-- Start of Provided information --
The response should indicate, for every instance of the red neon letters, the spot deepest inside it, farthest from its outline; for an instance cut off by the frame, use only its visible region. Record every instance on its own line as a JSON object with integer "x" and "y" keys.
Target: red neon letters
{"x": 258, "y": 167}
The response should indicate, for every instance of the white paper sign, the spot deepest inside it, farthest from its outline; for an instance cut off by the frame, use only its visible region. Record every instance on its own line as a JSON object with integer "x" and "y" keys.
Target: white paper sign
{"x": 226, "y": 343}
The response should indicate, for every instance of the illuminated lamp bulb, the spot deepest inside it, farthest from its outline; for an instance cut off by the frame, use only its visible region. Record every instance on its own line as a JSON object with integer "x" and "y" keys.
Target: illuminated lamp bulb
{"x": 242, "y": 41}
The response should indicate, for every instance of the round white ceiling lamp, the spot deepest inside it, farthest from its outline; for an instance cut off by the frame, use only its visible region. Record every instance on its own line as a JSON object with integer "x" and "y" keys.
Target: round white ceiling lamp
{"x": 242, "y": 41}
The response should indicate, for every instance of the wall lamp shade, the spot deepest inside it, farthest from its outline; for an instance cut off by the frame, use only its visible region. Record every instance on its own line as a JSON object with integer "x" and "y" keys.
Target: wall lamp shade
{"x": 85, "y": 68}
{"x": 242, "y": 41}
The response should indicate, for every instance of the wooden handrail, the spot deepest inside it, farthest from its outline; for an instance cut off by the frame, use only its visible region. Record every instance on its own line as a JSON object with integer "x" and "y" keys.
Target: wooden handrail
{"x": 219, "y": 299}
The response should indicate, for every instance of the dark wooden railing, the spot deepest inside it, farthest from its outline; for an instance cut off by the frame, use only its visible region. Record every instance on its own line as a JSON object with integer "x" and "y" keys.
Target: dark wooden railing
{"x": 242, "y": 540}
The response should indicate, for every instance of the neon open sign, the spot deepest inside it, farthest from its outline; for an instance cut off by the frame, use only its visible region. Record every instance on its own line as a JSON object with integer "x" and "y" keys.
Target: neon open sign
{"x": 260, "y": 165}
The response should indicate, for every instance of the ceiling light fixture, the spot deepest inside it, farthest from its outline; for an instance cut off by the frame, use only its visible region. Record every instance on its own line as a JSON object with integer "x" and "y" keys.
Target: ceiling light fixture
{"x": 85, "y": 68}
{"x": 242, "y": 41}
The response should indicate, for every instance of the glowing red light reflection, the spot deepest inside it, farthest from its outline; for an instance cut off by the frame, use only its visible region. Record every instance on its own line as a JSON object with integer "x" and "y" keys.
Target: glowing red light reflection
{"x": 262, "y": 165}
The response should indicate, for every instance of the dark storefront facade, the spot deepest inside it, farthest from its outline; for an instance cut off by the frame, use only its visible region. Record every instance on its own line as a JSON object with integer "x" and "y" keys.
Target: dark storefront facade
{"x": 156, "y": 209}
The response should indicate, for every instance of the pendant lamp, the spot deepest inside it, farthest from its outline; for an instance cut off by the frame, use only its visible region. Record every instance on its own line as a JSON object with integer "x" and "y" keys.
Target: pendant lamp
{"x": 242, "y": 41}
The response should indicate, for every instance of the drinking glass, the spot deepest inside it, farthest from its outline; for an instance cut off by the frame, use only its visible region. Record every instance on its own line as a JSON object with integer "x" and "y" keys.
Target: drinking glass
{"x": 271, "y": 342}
-- End of Provided information --
## [Problem to work on]
Give every line from the one containing "the dark storefront" through the end of the material as a numbered list, skipping any blank lines.

## [Task result]
1. The response should indicate, for every instance of the dark storefront facade, the spot deepest inside it, farthest from its outline; for an instance cut off by the frame, use only its visible region. Record every instance on its own line as a JSON object with integer "x" and "y" keys.
2. Target: dark storefront facade
3. {"x": 156, "y": 209}
4. The response should indicate, for every instance of the pendant lamp, the spot deepest inside it, farthest from its outline; for an instance cut off by the frame, use only its visible region. Record every instance on its own line as a JSON object with integer "x" and "y" keys.
5. Target: pendant lamp
6. {"x": 242, "y": 41}
7. The response should indicate, for every instance of the drinking glass, the spot deepest inside it, farthest from its outline; for an instance cut off by the frame, use only its visible region. Record every instance on its own line as a JSON object with integer "x" and "y" keys.
8. Target: drinking glass
9. {"x": 271, "y": 342}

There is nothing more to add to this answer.